Dataset excerpt
* * *
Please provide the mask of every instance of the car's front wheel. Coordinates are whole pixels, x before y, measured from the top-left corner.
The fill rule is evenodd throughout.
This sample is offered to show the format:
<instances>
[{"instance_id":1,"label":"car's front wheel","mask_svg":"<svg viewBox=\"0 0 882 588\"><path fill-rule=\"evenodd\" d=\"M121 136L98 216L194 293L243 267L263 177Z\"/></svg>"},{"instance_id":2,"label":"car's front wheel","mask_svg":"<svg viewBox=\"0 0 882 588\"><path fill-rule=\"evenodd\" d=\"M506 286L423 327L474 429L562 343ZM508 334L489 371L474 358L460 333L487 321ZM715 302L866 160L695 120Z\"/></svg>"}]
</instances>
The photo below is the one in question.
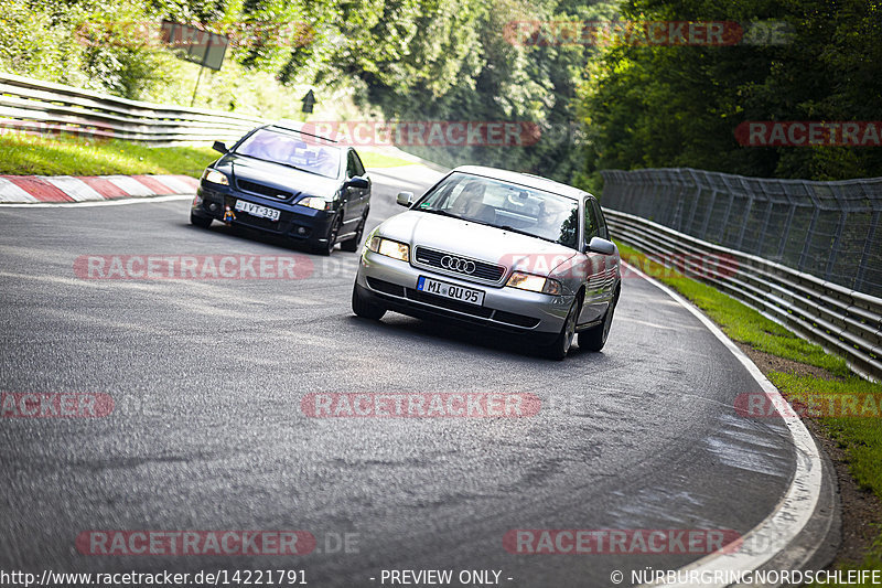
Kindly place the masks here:
<instances>
[{"instance_id":1,"label":"car's front wheel","mask_svg":"<svg viewBox=\"0 0 882 588\"><path fill-rule=\"evenodd\" d=\"M613 324L616 301L617 298L613 299L610 308L606 309L606 314L603 316L603 322L579 333L579 349L587 351L600 351L603 349L603 345L606 344L606 339L610 336L610 327Z\"/></svg>"},{"instance_id":2,"label":"car's front wheel","mask_svg":"<svg viewBox=\"0 0 882 588\"><path fill-rule=\"evenodd\" d=\"M555 339L555 342L545 348L545 355L550 360L561 361L567 356L567 353L572 346L572 340L576 336L576 321L579 319L579 300L573 301L570 311L567 313L567 319L563 321L563 327L560 333Z\"/></svg>"},{"instance_id":3,"label":"car's front wheel","mask_svg":"<svg viewBox=\"0 0 882 588\"><path fill-rule=\"evenodd\" d=\"M358 286L352 288L352 311L363 319L378 321L386 314L386 309L366 300L358 293Z\"/></svg>"},{"instance_id":4,"label":"car's front wheel","mask_svg":"<svg viewBox=\"0 0 882 588\"><path fill-rule=\"evenodd\" d=\"M208 228L209 226L212 226L212 217L209 216L208 218L205 218L204 216L196 216L191 212L190 224L202 228Z\"/></svg>"}]
</instances>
* * *
### The request
Please copy every one of the records above word for word, leaving out the pictures.

### In response
Please provide the mask of every instance of the car's front wheel. Coordinates are whole pixels, x before y, measured from the top-left corner.
The fill rule is evenodd throughout.
This sample is offered to show the format:
<instances>
[{"instance_id":1,"label":"car's front wheel","mask_svg":"<svg viewBox=\"0 0 882 588\"><path fill-rule=\"evenodd\" d=\"M121 136L98 216L194 293L243 267L263 177Z\"/></svg>"},{"instance_id":2,"label":"car's front wheel","mask_svg":"<svg viewBox=\"0 0 882 588\"><path fill-rule=\"evenodd\" d=\"M506 286L423 327L474 429L562 343ZM508 334L489 371L474 358L460 333L487 321ZM715 302L866 160L695 120Z\"/></svg>"}]
</instances>
The photo below is the one in question.
Kindly place the masks here:
<instances>
[{"instance_id":1,"label":"car's front wheel","mask_svg":"<svg viewBox=\"0 0 882 588\"><path fill-rule=\"evenodd\" d=\"M613 324L616 301L617 298L613 299L610 308L606 309L606 314L603 316L603 322L579 333L579 349L587 351L600 351L603 349L603 345L606 344L606 339L610 336L610 327Z\"/></svg>"},{"instance_id":2,"label":"car's front wheel","mask_svg":"<svg viewBox=\"0 0 882 588\"><path fill-rule=\"evenodd\" d=\"M555 339L555 342L545 348L545 355L550 360L561 361L567 356L567 353L572 346L572 340L576 336L576 321L579 319L579 300L573 301L570 311L567 313L567 319L563 321L563 327L560 333Z\"/></svg>"},{"instance_id":3,"label":"car's front wheel","mask_svg":"<svg viewBox=\"0 0 882 588\"><path fill-rule=\"evenodd\" d=\"M358 286L352 288L352 311L363 319L378 321L386 314L386 309L366 300L358 293Z\"/></svg>"},{"instance_id":4,"label":"car's front wheel","mask_svg":"<svg viewBox=\"0 0 882 588\"><path fill-rule=\"evenodd\" d=\"M208 228L209 226L212 226L212 217L209 216L208 218L205 218L204 216L196 216L191 212L190 224L202 228Z\"/></svg>"}]
</instances>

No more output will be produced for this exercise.